MATERIAL PROVIDED:

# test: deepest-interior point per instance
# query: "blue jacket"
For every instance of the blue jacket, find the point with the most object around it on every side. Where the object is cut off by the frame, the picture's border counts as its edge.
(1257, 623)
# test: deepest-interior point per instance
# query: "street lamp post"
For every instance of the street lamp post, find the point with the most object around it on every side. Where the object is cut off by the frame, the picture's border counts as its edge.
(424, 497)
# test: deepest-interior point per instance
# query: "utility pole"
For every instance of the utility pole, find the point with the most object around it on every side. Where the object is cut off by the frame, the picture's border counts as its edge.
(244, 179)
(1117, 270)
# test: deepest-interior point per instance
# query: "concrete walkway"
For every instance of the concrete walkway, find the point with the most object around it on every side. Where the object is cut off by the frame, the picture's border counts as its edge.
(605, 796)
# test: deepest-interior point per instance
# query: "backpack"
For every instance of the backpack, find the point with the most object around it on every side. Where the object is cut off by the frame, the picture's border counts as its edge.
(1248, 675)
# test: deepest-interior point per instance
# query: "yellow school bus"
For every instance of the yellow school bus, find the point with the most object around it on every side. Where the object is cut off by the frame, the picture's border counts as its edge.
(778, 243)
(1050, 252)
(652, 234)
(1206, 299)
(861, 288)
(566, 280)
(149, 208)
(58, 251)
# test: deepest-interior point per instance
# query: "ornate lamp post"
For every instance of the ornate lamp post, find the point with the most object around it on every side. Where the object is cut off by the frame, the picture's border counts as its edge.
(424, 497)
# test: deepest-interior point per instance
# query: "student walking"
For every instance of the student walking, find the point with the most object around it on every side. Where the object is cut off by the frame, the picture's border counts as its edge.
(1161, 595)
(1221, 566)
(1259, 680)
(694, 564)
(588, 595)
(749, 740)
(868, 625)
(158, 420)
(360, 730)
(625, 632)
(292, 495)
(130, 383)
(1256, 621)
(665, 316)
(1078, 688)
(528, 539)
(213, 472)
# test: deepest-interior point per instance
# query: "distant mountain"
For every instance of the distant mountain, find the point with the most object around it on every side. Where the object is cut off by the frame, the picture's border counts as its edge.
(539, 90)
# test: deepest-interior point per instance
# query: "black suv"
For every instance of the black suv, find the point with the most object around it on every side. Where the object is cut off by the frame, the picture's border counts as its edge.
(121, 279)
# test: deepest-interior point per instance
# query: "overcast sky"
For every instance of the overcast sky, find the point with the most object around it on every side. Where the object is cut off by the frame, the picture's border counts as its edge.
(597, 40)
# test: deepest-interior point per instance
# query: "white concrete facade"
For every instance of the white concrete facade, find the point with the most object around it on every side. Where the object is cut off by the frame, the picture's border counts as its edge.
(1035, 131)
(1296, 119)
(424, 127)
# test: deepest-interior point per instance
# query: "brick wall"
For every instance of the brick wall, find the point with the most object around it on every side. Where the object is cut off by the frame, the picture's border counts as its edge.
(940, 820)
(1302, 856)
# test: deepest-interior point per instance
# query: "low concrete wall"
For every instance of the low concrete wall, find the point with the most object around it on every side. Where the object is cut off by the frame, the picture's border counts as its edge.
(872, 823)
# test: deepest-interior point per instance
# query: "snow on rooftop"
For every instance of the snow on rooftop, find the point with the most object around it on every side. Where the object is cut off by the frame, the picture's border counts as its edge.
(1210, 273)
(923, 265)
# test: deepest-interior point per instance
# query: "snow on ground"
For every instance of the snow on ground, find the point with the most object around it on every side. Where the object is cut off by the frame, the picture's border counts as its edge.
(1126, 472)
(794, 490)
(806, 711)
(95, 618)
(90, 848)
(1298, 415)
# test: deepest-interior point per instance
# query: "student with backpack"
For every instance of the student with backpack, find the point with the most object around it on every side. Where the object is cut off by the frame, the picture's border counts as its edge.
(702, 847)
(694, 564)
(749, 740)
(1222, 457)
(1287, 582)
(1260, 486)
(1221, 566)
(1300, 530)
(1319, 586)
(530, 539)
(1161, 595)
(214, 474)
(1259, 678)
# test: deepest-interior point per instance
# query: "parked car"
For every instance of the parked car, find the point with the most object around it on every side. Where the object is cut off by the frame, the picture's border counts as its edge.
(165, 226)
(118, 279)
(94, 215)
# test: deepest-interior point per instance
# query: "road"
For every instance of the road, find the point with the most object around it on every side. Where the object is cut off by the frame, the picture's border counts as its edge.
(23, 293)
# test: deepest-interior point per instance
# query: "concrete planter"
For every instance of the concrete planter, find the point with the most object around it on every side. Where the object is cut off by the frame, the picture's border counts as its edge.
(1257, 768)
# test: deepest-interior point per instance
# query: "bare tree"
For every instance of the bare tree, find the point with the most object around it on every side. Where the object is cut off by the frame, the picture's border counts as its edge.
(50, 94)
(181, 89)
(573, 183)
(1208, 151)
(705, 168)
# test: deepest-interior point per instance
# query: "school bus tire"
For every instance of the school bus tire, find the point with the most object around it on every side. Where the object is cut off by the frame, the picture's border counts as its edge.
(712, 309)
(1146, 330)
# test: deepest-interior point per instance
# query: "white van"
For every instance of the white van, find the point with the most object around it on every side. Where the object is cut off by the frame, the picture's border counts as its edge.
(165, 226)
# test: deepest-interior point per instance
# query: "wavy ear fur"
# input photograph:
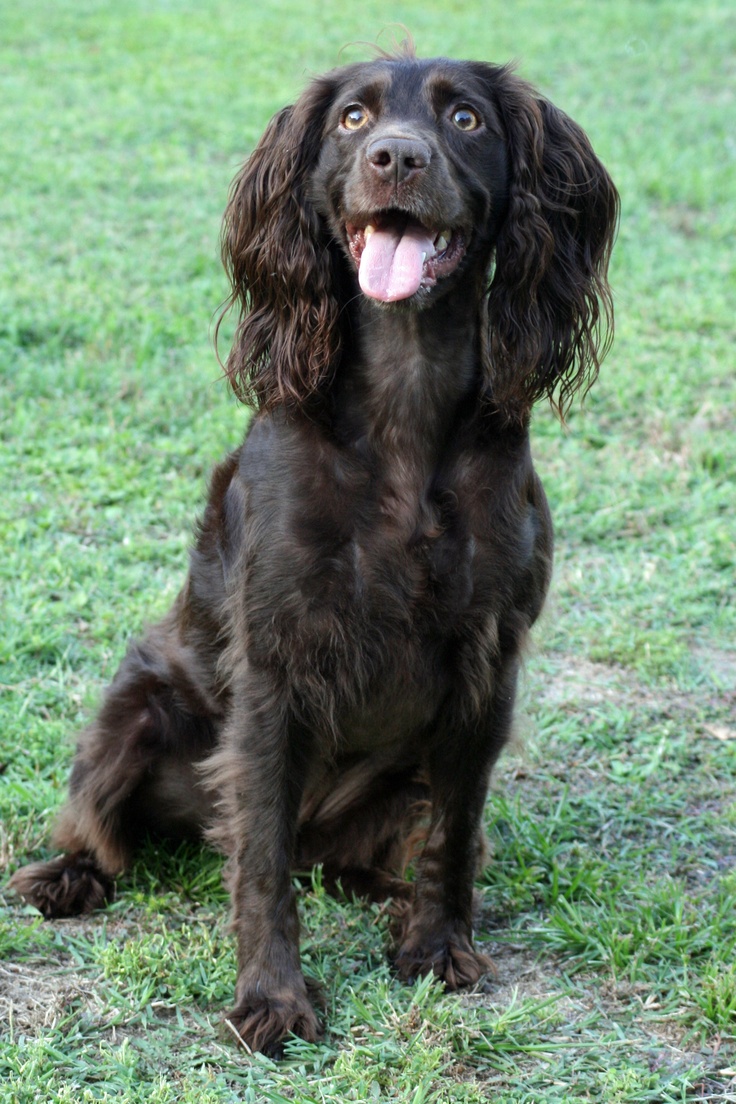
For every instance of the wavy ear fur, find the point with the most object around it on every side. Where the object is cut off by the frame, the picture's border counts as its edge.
(288, 336)
(550, 305)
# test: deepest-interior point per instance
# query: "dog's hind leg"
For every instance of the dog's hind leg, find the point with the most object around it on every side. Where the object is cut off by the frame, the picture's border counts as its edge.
(134, 773)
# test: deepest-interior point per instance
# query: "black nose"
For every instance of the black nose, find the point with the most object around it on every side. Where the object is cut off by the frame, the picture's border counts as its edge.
(397, 159)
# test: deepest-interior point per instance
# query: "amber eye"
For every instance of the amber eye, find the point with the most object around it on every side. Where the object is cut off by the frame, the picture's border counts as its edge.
(465, 119)
(354, 117)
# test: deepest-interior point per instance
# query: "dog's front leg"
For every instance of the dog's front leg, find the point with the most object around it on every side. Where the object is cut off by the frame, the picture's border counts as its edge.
(437, 935)
(259, 774)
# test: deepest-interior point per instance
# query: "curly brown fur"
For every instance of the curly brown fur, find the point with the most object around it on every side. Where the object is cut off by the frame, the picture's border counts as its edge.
(418, 253)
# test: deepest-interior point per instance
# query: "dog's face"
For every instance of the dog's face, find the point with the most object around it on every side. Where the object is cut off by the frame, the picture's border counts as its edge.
(413, 176)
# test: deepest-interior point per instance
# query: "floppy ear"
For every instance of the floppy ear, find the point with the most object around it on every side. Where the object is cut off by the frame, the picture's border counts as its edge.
(287, 338)
(550, 305)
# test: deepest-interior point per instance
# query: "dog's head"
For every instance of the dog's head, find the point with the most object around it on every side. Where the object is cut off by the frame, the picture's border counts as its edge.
(403, 179)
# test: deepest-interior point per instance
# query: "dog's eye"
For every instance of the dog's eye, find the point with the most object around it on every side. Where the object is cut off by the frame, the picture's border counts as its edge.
(354, 117)
(465, 119)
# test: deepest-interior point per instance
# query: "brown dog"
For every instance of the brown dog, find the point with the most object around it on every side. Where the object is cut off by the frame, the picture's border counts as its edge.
(418, 250)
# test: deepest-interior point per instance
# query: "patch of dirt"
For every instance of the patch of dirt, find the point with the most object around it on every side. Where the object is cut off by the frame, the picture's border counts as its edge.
(34, 997)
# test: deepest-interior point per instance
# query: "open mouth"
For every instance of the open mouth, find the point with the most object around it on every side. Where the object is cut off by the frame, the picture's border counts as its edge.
(396, 255)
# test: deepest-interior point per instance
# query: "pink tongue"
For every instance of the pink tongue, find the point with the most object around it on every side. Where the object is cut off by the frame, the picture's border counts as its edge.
(392, 262)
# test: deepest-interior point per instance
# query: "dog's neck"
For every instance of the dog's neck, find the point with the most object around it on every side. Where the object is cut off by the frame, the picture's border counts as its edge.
(409, 371)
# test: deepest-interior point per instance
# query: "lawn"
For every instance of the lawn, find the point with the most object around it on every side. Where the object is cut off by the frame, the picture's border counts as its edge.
(609, 906)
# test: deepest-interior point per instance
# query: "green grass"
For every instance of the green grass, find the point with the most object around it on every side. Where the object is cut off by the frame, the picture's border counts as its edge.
(610, 903)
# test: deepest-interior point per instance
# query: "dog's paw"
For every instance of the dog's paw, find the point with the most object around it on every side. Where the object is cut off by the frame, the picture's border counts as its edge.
(68, 885)
(264, 1022)
(454, 961)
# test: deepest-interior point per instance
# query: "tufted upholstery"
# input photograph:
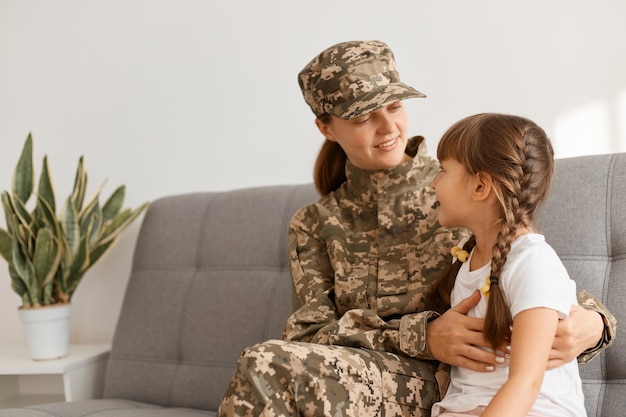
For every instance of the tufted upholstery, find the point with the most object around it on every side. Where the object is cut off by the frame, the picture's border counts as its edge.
(210, 276)
(585, 221)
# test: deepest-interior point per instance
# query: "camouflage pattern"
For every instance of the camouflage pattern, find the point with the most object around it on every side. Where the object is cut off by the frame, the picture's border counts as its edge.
(591, 302)
(362, 260)
(307, 379)
(352, 79)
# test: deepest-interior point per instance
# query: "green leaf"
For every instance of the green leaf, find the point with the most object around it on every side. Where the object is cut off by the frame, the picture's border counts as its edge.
(25, 270)
(70, 226)
(23, 176)
(114, 204)
(6, 245)
(46, 190)
(79, 264)
(115, 227)
(80, 186)
(47, 257)
(47, 217)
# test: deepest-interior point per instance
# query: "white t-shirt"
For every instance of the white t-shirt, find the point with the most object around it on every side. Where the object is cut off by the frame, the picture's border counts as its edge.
(532, 276)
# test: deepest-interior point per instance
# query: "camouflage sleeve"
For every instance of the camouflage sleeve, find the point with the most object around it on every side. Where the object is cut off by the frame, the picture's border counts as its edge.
(590, 302)
(317, 319)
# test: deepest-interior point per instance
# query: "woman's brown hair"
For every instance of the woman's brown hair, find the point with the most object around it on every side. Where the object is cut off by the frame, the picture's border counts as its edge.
(329, 171)
(519, 157)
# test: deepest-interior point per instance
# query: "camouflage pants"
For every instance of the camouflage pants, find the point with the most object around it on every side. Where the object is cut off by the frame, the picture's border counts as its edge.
(279, 378)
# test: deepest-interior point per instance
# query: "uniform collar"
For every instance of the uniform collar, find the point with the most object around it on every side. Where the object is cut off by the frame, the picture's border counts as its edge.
(367, 185)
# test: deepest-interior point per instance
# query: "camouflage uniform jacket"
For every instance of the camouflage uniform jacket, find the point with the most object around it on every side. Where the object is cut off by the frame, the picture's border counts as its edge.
(364, 256)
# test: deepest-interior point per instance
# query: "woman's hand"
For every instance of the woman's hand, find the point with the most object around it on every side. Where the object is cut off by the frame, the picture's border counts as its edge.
(582, 330)
(455, 339)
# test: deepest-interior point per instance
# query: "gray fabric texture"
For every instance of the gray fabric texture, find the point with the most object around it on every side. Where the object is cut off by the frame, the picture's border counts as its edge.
(210, 277)
(585, 221)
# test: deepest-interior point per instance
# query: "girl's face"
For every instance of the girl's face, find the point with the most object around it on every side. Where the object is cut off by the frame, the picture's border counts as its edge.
(372, 142)
(453, 187)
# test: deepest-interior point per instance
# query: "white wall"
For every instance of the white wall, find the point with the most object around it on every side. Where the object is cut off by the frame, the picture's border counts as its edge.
(188, 95)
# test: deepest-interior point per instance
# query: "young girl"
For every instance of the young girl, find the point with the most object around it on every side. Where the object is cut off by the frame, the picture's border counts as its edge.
(495, 171)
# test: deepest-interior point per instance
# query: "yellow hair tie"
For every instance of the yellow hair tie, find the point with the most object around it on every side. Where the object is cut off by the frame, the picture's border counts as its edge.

YOUR TASK:
Which lines in the records above contain the string "amber", with case counting? Pull out each of those lines in full.

REPLY TO THE TASK:
# query: "amber eye"
For every instance of the amber eye, find the point with the most object around it on every side. Where the object is cut off by the frame, the picture's border counts as its edge.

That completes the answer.